(DOCUMENT TEXT)
□ □ □ □ □ □ □

Commencing with an incident in which the surgeon is witnessed to lose face after having allowed the mayor of a small German town to die whilst attending “Liebert’s”, condition, “Monster” proceeds to investigate the peculiar convictions of a psychiatric patient named “Adolf Junkers” who, in correspondence with the book’s name, is obsessed by the idea of an invisible monster that he believes to prey upon mankind, a condition curtly apprehended, for the sake of narrative pace by “Johan Liebert” who, in deciding to shoot “Junkers” , coincidentally implicates “Kenzo Tenma”in the murder.

After a protracted series of disputes in which “Anna” is adopted by a foster family to separate her from her brother only to be staked out by “Johan”, who proceeds to kill her benefactors in a typically grisly manner, it is exposed that the monster to which “Adolf Junkers” had referred during his internment was, in fact, the by product of a sinister program designed to create psychotic soldiers for military purposes, a revelation that, in representing a solution to “Johan Liebert’s” condition, compels “Kenzo Tenma” to review his appreciation of the patient’s case and protect him from the factors that were theoretically responsible for his condition.

□ □ □ □ □ □ □

(HOW TO COMPLETE THIS TASK) Transcribe the part of the plot summary that opens with the words containing "After a protracted" and closes with "for his condition.".

[Pointing data for referring expressions]
□ □ □ □ □ □ □

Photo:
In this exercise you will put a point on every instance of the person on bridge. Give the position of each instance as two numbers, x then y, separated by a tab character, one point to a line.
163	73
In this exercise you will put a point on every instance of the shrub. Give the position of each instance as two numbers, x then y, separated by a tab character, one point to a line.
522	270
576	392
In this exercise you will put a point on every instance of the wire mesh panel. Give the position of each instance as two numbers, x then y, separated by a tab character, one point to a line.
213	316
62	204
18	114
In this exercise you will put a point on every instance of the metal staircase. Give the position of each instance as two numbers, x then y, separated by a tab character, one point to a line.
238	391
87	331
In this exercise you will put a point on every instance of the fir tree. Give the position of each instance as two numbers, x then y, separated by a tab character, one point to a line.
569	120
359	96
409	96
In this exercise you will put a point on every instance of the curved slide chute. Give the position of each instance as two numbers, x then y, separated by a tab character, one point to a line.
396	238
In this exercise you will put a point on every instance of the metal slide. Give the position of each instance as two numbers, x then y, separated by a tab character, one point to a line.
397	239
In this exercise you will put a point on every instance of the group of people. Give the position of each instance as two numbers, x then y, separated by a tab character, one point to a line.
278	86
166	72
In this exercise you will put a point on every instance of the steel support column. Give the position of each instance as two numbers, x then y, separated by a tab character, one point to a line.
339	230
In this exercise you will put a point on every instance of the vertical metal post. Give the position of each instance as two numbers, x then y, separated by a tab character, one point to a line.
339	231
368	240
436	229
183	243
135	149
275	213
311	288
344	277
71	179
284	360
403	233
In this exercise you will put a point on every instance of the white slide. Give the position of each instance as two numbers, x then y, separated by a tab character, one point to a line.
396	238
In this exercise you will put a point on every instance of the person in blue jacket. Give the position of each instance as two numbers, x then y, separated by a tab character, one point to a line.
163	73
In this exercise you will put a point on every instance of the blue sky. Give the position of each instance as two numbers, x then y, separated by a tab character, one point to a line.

□ □ □ □ □ □ □

(RESPONSE BELOW)
After a protracted series of disputes in which “Anna” is adopted by a foster family to separate her from her brother only to be staked out by “Johan”, who proceeds to kill her benefactors in a typically grisly manner, it is exposed that the monster to which “Adolf Junkers” had referred during his internment was, in fact, the by product of a sinister program designed to create psychotic soldiers for military purposes, a revelation that, in representing a solution to “Johan Liebert’s” condition, compels “Kenzo Tenma” to review his appreciation of the patient’s case and protect him from the factors that were theoretically responsible for his condition.